REQUIRED ACTION
Copy all lines in the material holding the string "green".

[[ SUPPLIED MATERIAL, beginning ]]

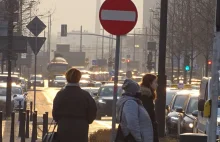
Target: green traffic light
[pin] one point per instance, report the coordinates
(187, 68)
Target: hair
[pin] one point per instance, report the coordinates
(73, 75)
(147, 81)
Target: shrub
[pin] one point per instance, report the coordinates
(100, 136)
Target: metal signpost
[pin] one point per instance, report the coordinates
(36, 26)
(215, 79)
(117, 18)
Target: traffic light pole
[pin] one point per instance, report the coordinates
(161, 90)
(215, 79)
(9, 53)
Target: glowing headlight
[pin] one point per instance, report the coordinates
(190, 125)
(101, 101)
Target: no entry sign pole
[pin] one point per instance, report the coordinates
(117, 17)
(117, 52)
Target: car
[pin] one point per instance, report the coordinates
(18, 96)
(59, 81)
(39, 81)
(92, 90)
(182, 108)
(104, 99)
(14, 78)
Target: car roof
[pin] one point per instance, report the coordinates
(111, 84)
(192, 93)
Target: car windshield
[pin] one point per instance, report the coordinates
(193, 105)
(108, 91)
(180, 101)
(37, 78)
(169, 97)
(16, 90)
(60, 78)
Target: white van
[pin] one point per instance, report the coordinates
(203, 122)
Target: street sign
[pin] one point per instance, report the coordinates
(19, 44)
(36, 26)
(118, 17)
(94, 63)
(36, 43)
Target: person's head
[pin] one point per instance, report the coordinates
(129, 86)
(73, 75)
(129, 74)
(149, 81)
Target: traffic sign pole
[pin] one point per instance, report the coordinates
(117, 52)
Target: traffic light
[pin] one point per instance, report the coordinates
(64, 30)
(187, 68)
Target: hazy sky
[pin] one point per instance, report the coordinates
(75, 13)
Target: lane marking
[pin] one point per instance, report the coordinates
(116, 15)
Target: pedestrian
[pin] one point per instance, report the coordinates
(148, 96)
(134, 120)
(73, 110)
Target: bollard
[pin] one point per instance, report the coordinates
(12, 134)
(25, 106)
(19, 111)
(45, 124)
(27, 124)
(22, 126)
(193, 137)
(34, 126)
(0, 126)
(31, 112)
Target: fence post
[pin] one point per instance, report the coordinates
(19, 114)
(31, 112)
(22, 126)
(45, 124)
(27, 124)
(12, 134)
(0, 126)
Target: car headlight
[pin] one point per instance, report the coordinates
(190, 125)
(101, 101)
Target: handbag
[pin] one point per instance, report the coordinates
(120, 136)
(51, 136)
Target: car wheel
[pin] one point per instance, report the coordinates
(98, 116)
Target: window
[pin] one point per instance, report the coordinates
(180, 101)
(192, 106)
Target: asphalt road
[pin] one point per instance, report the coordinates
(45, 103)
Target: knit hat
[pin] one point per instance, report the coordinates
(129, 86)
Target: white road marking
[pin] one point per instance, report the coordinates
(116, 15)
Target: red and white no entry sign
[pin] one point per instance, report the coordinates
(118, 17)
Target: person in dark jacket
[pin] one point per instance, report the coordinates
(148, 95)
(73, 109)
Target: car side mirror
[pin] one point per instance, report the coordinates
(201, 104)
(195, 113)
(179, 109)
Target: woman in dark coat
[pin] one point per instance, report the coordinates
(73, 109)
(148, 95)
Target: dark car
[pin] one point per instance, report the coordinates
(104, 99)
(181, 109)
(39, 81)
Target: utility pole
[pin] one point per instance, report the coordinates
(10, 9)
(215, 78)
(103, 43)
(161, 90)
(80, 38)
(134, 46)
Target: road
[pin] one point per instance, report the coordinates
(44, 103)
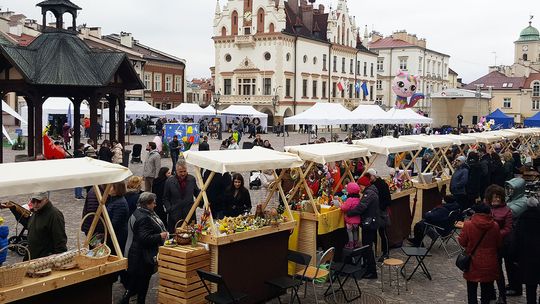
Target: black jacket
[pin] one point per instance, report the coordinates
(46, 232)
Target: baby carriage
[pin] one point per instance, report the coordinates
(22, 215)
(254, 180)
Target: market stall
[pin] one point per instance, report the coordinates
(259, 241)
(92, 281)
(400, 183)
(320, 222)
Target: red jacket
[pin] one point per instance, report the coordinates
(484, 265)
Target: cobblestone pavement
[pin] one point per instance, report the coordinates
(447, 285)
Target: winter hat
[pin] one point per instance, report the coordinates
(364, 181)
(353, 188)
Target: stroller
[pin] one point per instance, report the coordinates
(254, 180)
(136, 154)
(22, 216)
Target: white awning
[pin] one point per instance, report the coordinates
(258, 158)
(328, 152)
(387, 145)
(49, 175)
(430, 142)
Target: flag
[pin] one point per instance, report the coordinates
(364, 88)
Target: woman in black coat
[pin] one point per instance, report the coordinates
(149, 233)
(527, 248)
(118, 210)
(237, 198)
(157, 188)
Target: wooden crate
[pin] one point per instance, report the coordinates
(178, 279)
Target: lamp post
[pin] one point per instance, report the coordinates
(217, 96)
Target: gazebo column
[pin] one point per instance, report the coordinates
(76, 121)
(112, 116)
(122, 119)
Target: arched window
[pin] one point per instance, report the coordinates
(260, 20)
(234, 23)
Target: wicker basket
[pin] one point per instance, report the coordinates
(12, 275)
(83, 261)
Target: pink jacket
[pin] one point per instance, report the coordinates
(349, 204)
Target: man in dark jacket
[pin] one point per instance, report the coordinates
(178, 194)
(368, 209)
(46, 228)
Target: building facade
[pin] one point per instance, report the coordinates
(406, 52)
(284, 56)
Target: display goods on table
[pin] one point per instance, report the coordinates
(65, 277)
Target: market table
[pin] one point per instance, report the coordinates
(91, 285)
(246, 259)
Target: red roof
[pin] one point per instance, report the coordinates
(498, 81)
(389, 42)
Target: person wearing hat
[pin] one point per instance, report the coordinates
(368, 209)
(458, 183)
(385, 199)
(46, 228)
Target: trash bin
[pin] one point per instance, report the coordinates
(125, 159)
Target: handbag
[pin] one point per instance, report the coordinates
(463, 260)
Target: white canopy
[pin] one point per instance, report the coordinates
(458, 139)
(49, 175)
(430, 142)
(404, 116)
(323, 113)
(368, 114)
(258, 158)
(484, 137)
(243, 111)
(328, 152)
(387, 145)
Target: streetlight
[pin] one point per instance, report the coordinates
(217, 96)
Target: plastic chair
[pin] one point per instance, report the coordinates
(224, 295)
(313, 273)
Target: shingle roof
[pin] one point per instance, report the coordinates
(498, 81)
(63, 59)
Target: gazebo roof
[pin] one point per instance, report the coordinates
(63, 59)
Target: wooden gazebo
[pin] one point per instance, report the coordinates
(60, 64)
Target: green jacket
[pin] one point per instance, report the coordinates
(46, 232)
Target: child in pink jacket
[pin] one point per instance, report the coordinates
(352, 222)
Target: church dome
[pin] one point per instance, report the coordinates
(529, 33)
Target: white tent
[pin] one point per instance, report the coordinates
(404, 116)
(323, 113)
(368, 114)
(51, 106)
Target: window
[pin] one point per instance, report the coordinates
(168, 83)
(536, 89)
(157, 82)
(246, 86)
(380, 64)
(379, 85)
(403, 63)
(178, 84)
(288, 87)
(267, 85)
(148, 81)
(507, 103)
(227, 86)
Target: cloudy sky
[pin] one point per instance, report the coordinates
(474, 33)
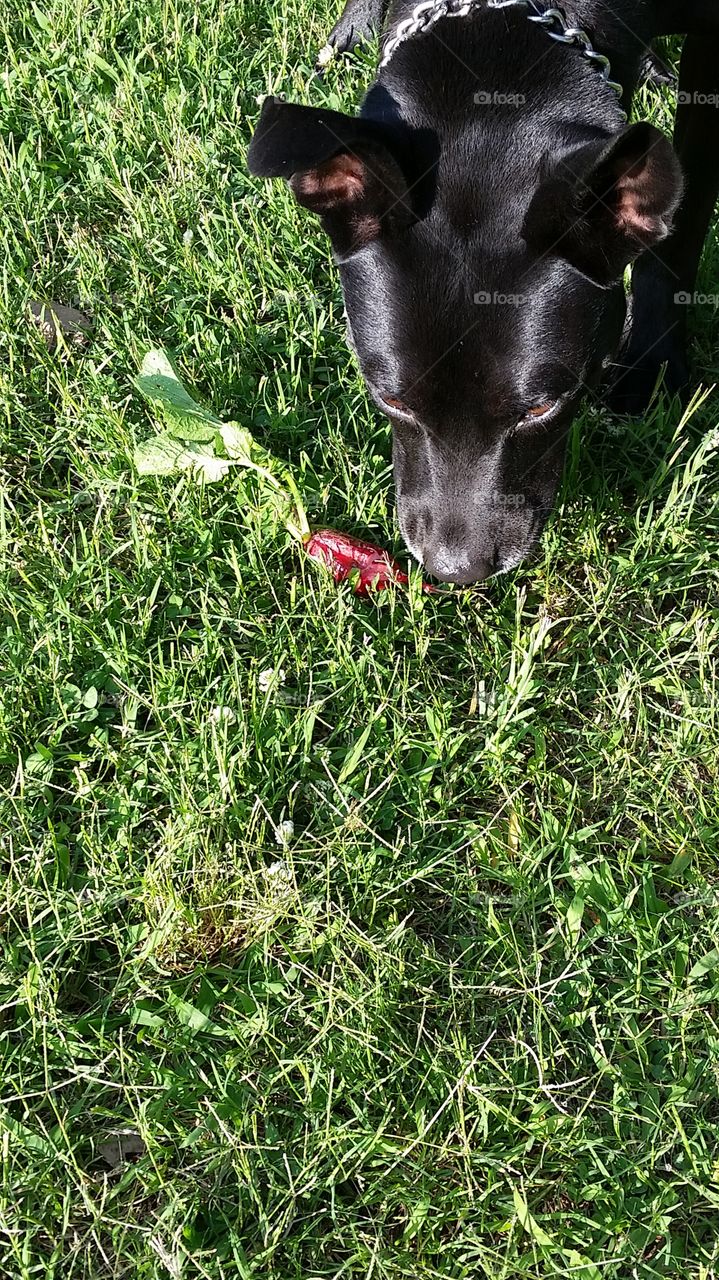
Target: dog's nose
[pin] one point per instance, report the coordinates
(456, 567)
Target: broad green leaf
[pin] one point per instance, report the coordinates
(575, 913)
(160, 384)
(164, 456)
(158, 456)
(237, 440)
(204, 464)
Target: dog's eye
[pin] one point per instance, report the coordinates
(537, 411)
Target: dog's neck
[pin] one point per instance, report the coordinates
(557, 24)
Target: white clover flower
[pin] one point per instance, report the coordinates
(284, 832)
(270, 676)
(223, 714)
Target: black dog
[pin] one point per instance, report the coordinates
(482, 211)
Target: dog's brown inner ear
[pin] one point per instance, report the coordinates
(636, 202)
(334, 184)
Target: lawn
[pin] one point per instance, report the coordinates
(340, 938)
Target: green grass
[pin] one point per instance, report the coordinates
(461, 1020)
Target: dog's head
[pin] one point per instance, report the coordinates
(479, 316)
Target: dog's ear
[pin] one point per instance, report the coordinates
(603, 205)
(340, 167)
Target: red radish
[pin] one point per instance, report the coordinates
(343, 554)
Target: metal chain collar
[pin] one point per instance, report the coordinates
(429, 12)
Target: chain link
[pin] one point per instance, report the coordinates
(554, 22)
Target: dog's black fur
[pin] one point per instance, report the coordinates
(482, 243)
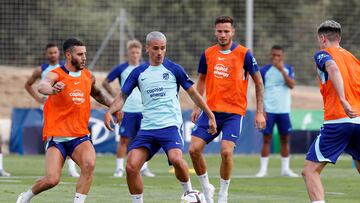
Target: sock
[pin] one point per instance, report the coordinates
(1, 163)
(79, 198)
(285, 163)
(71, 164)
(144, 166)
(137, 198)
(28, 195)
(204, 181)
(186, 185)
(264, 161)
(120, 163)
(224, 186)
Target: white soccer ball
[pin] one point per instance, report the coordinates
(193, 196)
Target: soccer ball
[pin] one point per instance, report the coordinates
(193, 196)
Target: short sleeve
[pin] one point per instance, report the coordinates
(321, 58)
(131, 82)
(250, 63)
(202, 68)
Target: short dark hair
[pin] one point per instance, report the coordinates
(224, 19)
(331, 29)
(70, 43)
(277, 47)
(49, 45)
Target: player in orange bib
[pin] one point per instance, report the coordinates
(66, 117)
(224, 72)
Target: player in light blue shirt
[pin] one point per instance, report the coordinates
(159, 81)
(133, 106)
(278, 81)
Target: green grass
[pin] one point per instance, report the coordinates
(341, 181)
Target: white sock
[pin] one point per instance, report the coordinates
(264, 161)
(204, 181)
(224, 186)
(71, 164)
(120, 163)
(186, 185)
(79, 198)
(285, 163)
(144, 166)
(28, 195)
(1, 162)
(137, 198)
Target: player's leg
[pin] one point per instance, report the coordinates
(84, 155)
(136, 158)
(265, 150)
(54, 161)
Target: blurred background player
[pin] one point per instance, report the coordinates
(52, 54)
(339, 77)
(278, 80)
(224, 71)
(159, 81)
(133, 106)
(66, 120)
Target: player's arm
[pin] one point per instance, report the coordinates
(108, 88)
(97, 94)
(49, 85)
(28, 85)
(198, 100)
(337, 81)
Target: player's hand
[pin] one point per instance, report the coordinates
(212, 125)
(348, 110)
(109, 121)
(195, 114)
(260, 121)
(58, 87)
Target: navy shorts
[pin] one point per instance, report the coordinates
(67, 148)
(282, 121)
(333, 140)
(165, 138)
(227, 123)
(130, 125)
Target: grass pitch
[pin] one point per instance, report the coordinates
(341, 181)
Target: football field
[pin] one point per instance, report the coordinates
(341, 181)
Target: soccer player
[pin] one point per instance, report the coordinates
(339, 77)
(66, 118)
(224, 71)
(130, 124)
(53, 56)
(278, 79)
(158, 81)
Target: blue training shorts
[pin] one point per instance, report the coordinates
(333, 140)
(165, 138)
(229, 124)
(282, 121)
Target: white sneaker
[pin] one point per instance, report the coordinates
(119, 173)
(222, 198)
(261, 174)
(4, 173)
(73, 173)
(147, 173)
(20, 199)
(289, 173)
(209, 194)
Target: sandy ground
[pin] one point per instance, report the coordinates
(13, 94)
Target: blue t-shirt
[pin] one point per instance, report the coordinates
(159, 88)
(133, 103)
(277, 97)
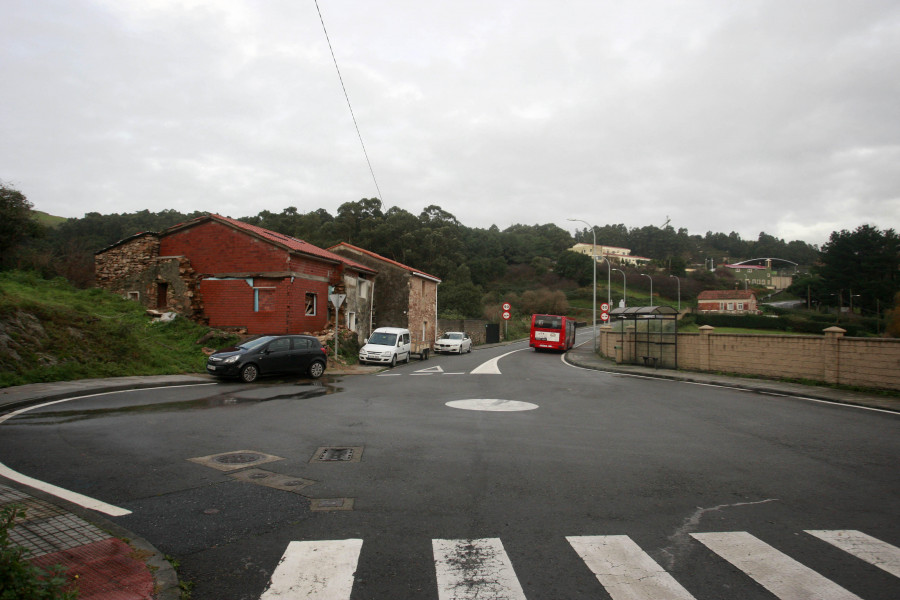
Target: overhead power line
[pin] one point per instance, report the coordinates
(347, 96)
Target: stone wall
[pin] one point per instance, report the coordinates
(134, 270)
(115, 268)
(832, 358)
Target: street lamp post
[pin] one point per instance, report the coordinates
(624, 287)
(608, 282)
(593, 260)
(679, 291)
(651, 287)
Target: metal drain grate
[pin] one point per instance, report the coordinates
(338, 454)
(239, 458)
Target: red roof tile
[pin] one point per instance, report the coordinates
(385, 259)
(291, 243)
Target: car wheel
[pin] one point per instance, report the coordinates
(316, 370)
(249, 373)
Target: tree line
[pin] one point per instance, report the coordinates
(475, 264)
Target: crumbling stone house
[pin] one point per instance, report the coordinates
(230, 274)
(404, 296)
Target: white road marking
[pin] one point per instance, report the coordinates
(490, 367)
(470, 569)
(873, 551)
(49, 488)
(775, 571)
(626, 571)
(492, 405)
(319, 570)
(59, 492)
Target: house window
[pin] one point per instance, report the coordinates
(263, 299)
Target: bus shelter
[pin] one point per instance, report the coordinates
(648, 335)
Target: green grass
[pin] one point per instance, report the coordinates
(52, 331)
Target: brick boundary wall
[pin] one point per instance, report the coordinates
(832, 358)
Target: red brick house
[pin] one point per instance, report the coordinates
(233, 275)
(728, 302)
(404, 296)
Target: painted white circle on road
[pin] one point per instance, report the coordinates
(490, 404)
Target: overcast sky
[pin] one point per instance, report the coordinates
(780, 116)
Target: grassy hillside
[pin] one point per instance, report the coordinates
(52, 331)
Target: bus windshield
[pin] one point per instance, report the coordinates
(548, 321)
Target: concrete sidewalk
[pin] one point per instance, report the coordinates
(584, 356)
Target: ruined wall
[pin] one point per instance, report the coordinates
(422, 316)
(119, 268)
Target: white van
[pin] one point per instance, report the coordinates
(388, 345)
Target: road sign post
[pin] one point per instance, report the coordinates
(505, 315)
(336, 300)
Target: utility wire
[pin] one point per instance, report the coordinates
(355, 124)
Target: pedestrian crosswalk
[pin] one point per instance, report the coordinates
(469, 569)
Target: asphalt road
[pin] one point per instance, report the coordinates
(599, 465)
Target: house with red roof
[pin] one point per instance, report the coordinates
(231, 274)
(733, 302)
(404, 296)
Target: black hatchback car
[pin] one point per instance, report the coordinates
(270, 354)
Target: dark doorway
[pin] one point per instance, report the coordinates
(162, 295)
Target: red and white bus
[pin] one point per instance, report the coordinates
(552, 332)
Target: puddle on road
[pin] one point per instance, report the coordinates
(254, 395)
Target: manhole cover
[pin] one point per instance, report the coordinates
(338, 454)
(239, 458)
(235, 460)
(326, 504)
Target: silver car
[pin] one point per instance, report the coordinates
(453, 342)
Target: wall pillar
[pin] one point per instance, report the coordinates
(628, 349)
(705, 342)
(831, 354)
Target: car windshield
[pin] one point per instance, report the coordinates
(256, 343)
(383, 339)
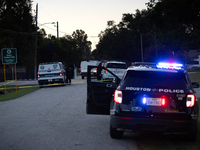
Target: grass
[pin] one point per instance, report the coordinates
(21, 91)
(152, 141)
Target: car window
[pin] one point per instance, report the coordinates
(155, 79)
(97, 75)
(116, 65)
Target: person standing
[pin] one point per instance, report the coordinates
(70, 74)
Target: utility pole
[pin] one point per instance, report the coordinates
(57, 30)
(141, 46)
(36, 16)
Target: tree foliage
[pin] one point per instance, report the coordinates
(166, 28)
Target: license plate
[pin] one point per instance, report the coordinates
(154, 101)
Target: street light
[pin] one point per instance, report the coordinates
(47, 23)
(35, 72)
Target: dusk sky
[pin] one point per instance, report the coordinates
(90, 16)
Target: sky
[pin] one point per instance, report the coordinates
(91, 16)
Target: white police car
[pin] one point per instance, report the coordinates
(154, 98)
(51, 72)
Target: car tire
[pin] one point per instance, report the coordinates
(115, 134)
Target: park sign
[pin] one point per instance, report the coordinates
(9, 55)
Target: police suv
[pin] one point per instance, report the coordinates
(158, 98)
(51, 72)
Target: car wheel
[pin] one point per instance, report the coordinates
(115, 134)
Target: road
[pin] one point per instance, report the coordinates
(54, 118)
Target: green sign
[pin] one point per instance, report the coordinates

[[ SUPPLIED MATERIAL, end ]]

RESULT OF THIS EXERCISE
Target: green traffic light
Target: green jacket
Target: broad green leaf
Target: green grass
Target: green grass
Target: green grass
Target: green sign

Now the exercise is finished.